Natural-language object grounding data

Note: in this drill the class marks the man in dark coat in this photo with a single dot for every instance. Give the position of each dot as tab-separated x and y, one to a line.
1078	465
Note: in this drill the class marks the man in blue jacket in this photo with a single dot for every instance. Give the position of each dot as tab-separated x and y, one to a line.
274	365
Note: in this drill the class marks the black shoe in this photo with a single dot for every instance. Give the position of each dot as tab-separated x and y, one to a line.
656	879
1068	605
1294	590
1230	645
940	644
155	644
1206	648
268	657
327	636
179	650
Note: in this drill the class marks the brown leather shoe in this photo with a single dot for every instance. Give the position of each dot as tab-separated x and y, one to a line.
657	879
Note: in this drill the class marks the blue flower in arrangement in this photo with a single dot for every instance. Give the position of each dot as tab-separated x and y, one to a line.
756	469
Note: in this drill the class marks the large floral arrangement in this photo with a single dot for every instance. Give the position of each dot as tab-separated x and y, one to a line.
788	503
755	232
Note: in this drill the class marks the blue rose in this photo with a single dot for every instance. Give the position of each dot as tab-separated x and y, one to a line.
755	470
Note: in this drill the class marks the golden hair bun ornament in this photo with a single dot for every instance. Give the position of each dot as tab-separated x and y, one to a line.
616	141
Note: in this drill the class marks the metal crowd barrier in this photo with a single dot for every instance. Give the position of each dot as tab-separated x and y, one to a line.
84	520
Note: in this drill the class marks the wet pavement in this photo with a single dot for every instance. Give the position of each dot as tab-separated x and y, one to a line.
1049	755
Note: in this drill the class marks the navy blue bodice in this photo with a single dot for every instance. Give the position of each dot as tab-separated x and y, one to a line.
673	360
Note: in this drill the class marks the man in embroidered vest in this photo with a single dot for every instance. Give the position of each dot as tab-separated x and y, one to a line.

DIRECTIONS FOR THIS TASK: Repeat, word for word, every line from the line that contains "Note: in this drill the class marks the blue rose" to the end of the entries; include both of those lines and no others.

SOLUTION FOR THIS EXERCISE:
Note: in this drill the class marks the blue rose in this photo with a single dot for every instance. Give the position of each dot as tab-separated x and y, one to a line.
755	470
Note: in this drill the class marks the golden hair bun ornament in this photo with a single dot for every instance. Give the position of each dot as tab-separated x and y, one to a line.
616	141
Note: in this drill the class marks the metal crowd barrier in this photo with a single dot for every instance. Give the position of each dot as tab-separated x and y, one to a line.
84	520
Note: in this drill the class marks the wet pavement in this photo with a single dot for every instance. Give the position of each dot as tab-separated x and y, one to a line.
1049	755
Note: in this drill the class marks the navy blue bodice in this photo with a single dot for every instance. Give the position of each dot as tab-separated x and y, one to a line.
673	360
Note: in this drill the class marks the man in embroidered vest in this photo with a single dot for every instance. Give the position of each dot as tab-separated x and y, one to a line.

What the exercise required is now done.